# Exercise objective
Return verbatim the run of lines that opens with the line holding "of people in" and closes with the last line of the records.

Begin Dataset

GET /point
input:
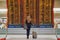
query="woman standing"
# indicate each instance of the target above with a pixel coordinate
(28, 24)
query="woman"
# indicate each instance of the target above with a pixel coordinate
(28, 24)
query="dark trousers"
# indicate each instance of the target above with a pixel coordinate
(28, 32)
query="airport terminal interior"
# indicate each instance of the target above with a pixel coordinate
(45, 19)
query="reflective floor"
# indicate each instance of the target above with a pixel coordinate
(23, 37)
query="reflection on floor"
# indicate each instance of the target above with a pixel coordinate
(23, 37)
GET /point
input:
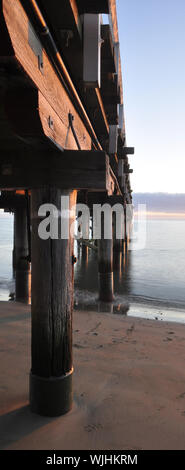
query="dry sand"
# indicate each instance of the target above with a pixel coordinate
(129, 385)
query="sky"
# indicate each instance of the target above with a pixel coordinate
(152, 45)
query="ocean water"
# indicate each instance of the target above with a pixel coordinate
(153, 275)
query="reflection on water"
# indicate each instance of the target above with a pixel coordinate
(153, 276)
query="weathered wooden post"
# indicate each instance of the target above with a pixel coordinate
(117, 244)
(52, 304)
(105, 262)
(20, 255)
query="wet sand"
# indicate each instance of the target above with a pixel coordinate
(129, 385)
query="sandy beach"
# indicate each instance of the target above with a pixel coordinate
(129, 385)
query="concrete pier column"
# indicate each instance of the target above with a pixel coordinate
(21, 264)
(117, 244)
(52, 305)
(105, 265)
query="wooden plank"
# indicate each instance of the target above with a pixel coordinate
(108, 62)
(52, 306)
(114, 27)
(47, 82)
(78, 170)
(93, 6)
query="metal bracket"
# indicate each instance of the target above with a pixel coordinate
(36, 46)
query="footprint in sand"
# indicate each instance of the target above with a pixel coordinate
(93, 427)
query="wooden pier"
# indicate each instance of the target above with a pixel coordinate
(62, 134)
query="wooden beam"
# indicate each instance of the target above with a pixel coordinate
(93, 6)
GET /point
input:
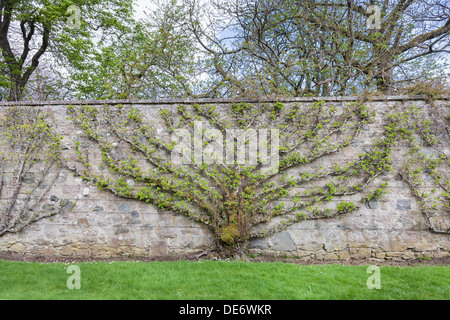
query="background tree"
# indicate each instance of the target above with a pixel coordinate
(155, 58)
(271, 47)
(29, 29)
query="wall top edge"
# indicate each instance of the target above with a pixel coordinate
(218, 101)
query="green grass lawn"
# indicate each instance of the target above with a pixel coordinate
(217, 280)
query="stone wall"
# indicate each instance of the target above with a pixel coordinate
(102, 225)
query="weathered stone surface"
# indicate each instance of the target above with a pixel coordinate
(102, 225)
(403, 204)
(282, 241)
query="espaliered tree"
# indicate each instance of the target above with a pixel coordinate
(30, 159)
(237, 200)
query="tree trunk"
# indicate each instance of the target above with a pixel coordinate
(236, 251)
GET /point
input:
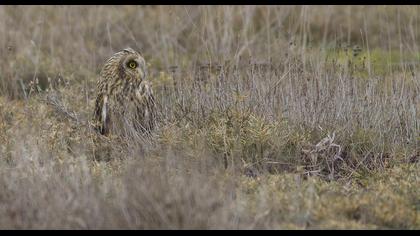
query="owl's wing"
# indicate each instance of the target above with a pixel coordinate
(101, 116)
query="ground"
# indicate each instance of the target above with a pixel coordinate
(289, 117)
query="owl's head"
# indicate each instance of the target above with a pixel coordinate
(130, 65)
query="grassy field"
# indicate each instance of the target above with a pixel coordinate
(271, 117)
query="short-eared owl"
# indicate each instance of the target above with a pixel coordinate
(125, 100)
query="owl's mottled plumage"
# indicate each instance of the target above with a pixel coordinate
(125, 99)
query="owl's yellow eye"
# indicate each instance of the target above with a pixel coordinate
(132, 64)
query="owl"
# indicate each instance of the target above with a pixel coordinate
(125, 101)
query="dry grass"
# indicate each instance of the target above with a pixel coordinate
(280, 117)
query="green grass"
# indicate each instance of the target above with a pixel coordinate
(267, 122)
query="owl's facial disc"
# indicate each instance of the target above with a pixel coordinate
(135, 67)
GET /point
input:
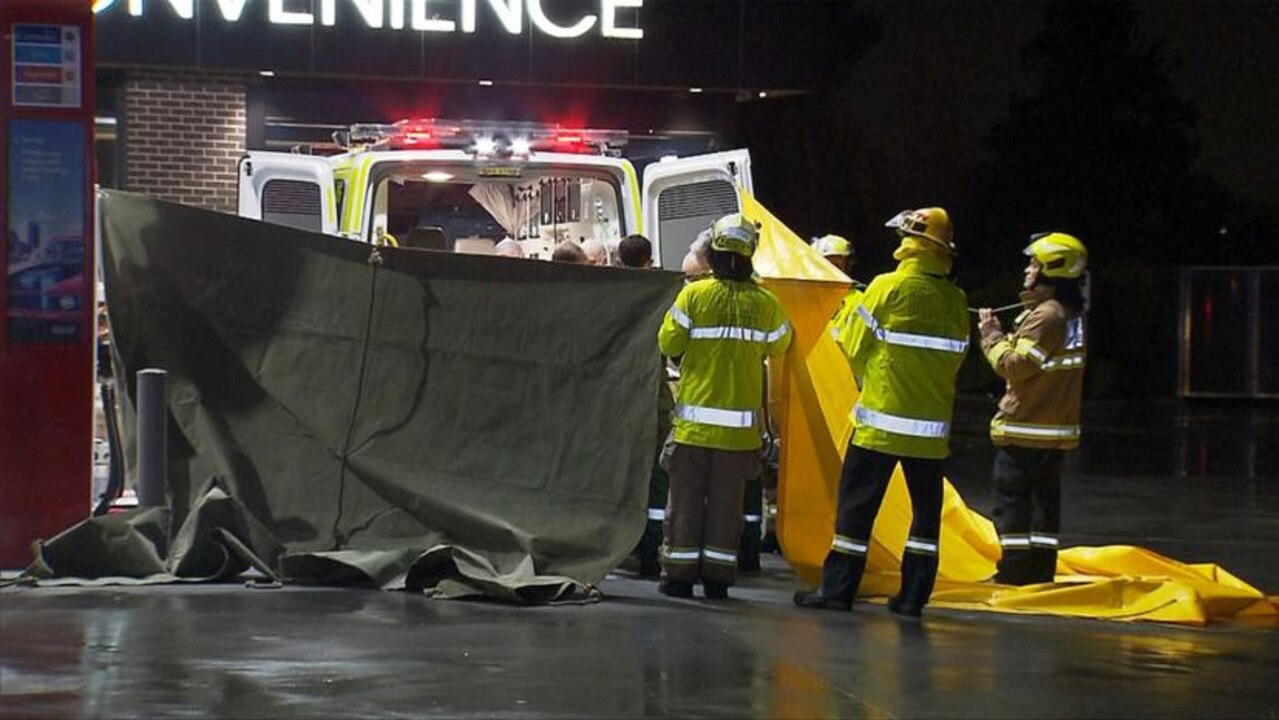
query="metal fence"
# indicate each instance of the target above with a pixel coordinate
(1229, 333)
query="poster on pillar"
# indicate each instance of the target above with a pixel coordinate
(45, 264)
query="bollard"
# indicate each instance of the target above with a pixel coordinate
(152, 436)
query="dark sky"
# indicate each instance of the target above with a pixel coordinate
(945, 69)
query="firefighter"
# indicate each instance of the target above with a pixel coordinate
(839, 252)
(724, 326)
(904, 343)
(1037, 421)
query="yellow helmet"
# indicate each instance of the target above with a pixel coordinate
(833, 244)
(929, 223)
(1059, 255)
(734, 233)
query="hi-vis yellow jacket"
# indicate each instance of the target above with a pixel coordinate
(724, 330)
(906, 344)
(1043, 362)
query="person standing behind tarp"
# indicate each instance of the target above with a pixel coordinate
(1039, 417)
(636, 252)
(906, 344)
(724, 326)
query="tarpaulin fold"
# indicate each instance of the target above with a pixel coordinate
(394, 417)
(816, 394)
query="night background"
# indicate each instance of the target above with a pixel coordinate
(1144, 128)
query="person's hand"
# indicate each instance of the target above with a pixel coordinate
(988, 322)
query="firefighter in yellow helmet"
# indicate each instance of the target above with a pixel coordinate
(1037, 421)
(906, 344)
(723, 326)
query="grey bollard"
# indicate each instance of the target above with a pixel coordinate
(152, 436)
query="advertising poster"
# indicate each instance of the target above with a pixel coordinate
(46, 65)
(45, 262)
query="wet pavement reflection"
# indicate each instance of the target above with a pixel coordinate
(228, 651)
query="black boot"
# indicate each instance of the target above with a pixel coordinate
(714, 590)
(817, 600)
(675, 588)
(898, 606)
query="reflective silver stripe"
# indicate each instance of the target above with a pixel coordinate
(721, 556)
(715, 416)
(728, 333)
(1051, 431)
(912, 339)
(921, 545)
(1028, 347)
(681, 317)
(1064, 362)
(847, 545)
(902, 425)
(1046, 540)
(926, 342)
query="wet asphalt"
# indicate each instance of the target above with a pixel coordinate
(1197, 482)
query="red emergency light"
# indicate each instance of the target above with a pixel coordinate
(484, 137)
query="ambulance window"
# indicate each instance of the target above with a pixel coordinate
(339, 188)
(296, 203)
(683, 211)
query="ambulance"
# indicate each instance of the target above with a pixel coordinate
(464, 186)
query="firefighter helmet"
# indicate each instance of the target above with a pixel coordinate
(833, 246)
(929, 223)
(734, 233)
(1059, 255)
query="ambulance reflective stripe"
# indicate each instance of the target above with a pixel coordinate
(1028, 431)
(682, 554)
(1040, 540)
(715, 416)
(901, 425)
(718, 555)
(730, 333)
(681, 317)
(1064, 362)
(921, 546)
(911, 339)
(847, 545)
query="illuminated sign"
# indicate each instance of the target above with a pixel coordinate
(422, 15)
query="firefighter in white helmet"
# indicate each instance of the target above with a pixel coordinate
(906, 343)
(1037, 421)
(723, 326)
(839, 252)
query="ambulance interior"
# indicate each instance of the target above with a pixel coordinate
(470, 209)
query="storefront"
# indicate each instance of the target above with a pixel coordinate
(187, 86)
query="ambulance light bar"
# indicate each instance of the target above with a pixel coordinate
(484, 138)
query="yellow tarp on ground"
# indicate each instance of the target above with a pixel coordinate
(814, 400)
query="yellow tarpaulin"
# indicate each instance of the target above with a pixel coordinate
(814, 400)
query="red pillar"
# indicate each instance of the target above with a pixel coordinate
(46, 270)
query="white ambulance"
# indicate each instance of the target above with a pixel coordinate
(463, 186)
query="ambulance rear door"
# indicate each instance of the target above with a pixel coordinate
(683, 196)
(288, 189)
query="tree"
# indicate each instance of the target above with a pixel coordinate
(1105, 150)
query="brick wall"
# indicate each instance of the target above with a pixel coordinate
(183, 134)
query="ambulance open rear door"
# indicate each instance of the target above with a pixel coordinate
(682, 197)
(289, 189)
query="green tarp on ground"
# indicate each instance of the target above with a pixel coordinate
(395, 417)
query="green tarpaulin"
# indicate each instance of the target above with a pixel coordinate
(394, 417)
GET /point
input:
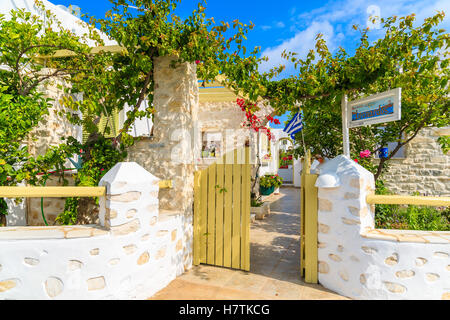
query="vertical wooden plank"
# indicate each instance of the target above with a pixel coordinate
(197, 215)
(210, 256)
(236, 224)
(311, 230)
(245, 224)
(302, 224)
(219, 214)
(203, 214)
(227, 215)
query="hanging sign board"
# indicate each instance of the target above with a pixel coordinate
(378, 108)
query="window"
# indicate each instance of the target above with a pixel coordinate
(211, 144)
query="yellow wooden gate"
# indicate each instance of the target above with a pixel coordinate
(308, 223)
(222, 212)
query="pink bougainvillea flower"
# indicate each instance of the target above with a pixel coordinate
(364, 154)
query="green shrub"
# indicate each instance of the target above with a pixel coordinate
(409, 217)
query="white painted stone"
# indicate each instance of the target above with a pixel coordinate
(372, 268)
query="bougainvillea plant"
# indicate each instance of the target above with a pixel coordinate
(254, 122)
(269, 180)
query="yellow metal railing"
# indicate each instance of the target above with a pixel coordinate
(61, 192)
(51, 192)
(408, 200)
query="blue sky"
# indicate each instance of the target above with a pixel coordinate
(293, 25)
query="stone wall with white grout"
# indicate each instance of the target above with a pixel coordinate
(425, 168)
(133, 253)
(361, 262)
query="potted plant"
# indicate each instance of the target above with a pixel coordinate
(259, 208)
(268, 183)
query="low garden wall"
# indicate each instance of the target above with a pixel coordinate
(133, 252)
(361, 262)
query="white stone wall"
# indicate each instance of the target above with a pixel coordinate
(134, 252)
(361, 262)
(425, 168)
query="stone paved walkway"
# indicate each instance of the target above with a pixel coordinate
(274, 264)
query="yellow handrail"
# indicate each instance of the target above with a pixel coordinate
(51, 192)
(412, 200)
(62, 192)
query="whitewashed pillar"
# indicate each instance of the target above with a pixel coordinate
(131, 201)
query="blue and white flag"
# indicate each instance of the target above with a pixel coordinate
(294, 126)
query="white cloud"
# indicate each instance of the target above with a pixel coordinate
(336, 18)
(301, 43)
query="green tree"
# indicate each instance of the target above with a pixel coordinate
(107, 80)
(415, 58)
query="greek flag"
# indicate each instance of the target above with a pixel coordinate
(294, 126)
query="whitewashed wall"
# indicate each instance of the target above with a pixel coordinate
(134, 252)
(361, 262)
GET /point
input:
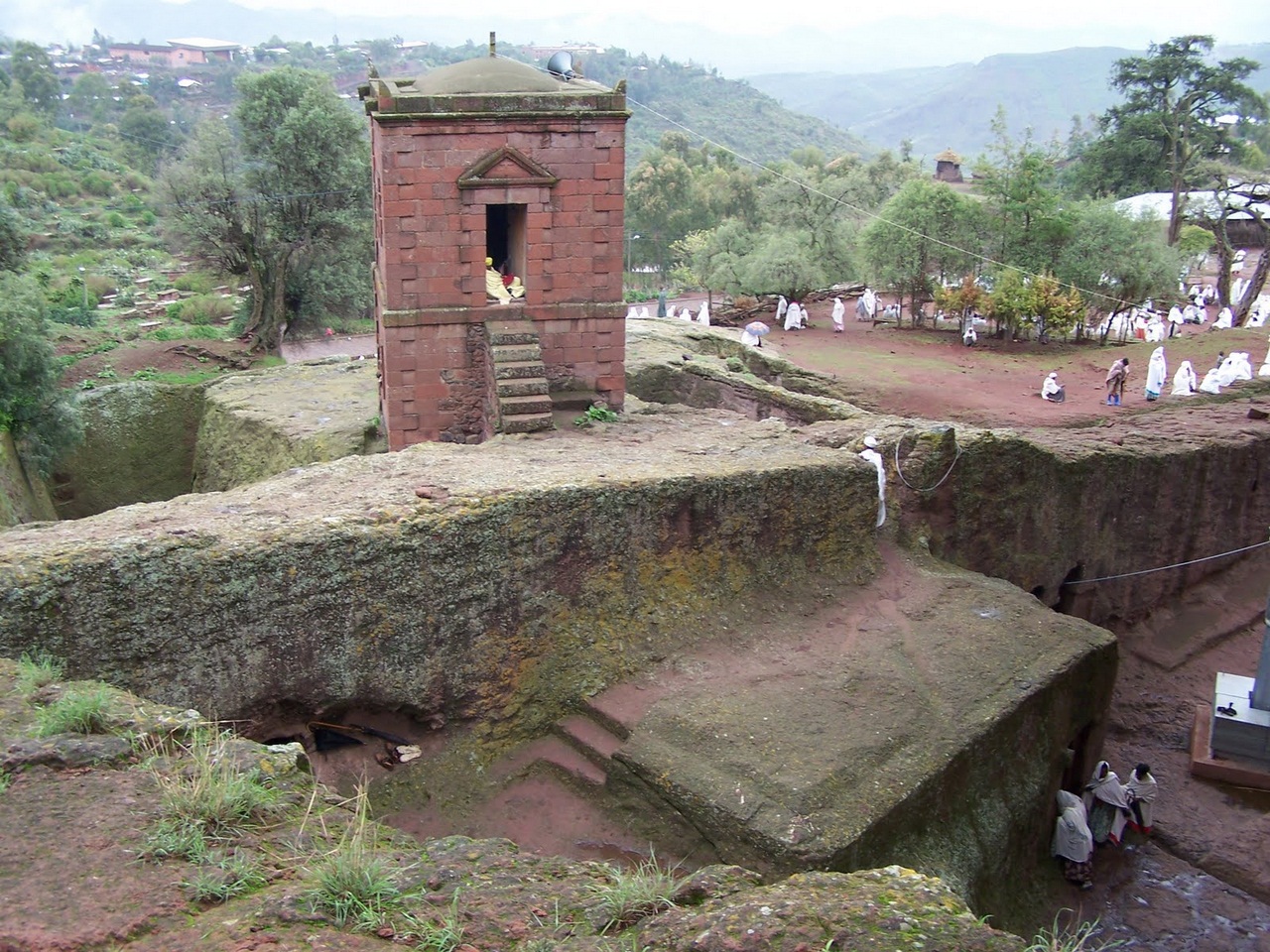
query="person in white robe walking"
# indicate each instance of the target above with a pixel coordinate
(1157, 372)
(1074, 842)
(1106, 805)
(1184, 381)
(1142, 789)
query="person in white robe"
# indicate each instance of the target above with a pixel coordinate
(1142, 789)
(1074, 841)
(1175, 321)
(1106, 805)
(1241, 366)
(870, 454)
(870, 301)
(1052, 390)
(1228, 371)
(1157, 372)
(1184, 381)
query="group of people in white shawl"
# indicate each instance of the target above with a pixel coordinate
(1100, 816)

End Dataset

# The result
query="group of people in white shawl"
# indicate each instance of the target above with a pixel coordinate
(1100, 816)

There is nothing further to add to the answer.